Repeat verbatim the lines of the data below, beginning with the line containing "Guideline — for every instance of the shrub, put" and continuing to the end.
◆ ◆ ◆
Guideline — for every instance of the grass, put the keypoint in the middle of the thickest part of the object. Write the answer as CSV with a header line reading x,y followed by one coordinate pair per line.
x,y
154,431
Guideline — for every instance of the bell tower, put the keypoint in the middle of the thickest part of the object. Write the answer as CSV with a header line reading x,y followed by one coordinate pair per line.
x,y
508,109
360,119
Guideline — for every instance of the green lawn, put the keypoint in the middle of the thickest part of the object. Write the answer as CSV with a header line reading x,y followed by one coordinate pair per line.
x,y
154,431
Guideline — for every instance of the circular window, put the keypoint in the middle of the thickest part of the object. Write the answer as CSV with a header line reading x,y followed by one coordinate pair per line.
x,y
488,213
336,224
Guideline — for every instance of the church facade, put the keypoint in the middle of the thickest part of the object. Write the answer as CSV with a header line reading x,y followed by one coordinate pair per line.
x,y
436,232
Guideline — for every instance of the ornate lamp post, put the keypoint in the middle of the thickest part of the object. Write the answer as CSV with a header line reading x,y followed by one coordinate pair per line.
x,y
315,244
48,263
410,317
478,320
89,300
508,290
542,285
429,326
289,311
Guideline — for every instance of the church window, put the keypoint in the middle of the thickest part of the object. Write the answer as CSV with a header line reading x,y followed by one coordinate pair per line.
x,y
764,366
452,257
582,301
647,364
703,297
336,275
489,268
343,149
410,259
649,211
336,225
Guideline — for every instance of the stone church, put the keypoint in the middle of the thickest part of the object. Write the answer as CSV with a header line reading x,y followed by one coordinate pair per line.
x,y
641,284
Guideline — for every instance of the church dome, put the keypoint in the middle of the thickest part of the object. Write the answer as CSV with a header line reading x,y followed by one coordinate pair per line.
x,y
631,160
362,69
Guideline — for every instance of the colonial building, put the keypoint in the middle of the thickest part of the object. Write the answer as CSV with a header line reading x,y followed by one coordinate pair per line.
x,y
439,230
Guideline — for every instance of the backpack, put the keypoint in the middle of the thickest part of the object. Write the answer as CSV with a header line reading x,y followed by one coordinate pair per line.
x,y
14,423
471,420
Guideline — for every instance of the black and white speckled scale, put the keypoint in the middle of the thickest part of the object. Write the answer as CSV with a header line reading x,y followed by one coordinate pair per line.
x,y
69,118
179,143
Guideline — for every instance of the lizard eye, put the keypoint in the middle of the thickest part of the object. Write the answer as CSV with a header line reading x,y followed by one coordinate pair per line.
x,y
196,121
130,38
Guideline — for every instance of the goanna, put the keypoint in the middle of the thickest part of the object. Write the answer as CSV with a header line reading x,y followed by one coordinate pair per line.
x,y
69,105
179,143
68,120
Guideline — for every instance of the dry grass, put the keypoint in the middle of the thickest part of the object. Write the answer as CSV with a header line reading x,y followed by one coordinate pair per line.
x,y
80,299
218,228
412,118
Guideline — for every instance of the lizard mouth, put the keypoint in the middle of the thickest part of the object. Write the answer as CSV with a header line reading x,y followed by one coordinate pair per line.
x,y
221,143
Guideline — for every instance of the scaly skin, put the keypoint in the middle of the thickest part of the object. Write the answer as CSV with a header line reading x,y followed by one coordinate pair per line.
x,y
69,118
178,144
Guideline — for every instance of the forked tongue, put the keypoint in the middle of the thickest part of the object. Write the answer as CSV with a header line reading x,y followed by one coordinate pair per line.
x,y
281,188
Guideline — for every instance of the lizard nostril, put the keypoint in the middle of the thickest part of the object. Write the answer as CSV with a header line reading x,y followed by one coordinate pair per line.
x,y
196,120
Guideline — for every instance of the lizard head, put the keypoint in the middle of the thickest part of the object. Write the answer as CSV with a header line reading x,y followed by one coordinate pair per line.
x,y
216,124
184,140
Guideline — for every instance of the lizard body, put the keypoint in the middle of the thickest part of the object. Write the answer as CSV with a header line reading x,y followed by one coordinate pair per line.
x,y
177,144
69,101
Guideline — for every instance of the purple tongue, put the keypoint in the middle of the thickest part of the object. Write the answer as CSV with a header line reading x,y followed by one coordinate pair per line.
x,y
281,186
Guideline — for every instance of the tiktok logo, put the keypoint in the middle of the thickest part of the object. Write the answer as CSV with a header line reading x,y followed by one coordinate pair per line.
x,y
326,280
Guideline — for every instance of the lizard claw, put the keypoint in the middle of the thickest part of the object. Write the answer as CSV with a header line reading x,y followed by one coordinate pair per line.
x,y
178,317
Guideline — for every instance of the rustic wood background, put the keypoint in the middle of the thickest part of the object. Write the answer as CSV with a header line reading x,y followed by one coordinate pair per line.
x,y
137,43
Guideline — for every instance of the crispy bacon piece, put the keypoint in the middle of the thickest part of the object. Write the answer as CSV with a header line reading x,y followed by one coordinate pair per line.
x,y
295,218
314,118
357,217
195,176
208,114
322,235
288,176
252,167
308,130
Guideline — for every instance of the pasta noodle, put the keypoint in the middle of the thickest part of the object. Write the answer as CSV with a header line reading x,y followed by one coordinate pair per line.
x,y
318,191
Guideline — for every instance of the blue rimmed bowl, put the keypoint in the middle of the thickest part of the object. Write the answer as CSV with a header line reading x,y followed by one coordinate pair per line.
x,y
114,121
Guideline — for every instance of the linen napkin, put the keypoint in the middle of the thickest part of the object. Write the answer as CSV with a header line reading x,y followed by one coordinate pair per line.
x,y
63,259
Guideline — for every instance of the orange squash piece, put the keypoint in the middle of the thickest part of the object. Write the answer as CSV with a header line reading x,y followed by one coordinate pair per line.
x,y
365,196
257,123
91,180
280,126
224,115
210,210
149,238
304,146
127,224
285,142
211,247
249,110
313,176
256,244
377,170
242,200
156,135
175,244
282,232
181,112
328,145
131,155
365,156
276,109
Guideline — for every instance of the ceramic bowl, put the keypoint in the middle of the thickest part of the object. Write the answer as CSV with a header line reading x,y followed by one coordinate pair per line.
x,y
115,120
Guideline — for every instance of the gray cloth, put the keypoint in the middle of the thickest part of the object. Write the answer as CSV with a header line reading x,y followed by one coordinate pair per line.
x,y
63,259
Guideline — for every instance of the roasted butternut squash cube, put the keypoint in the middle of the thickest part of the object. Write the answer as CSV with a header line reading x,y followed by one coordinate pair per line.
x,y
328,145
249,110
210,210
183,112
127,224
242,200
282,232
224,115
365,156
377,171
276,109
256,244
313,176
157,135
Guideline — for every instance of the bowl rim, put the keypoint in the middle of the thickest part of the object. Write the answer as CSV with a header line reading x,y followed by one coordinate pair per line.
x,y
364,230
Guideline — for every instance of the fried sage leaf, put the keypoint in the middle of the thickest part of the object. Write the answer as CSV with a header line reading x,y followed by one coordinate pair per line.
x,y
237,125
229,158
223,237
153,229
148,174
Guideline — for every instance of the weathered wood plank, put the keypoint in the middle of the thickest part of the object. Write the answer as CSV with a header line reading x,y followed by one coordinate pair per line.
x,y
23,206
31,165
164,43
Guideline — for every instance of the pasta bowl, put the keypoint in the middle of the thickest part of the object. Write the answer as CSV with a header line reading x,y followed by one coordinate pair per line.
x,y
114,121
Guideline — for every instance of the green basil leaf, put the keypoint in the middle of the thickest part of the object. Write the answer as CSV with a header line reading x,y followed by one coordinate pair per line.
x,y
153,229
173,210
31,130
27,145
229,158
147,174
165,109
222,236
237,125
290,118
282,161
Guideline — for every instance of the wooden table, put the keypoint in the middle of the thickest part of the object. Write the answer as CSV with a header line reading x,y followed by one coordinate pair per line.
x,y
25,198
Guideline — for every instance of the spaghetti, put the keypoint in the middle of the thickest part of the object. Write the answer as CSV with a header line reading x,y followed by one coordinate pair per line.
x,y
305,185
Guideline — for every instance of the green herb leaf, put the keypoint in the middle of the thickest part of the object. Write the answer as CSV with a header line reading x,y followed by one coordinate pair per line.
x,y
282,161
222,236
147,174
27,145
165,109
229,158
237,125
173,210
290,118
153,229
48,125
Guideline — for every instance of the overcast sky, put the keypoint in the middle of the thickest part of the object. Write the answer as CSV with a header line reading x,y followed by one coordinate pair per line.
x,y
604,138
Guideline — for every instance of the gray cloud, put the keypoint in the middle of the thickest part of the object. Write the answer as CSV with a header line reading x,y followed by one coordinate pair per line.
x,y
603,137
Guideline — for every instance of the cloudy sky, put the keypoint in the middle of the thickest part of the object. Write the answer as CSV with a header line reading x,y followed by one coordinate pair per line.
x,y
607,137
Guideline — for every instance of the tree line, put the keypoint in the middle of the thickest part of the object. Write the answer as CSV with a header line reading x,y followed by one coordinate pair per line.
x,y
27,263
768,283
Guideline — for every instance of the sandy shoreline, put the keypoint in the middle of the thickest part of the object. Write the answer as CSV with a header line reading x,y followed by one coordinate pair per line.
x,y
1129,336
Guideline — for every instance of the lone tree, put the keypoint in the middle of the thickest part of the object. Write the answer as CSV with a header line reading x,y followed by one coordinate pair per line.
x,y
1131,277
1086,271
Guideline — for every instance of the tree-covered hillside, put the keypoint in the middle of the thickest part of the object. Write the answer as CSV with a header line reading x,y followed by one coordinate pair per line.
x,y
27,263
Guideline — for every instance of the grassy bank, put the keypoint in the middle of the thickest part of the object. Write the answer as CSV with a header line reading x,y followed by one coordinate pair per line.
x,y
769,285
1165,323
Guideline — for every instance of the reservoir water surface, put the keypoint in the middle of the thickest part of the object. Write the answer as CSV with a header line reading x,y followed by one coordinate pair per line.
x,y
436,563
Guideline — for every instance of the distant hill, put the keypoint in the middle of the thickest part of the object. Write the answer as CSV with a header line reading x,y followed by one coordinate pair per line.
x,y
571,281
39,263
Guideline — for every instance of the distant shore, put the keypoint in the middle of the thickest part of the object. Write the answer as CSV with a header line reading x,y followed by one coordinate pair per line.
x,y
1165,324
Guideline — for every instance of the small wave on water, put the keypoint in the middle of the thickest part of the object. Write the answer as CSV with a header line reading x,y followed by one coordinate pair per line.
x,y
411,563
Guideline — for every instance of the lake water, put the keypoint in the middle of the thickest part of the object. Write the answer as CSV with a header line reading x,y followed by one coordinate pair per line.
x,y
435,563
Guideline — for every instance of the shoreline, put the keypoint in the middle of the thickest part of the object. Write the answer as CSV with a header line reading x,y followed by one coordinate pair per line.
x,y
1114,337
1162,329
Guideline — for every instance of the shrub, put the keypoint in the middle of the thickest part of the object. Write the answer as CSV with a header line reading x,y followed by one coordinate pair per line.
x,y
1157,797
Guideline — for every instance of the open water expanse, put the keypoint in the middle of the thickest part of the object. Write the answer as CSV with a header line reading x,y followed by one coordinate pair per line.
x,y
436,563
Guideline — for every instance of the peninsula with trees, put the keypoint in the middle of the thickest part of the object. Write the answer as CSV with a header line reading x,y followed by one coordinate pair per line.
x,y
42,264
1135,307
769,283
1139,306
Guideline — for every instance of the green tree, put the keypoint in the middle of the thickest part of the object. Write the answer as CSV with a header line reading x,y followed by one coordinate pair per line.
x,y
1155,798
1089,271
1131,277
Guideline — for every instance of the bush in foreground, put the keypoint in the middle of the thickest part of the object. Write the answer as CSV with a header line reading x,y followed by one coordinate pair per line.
◆ ◆ ◆
Full response
Guideline — for every instance of the shrub, put the keypoint in the middle of the thickest part of the object. Write the answer as CSV with a header line reading x,y followed by one coordinate pair per line.
x,y
1157,797
Guideline — for every instance of the open water expanse, put the keypoint in the middle of the thickest part of the object. Write the answer as CSV with a header line reading x,y followed by one coordinate pair per line.
x,y
436,563
Guideline — for every instance of the peninsula with trees, put the keypoint in the middle of the thickest part of the object. Write the answer as CSV with a header line reading x,y followed by one coordinate pair per line.
x,y
42,264
1135,307
769,283
1139,306
Guideline — for every instance of the green tree, put the keypoint in the middle of the thickest part of the object. Write the answer as CSV with a header line reading x,y followed by one coordinate pair per line.
x,y
1155,798
1089,271
1131,277
Guideline — for every instance of the bush in foreground, put the keypoint in the middle of the thickest part of the object. Write the answer as CSV with a header line reading x,y followed by one coordinate pair per line.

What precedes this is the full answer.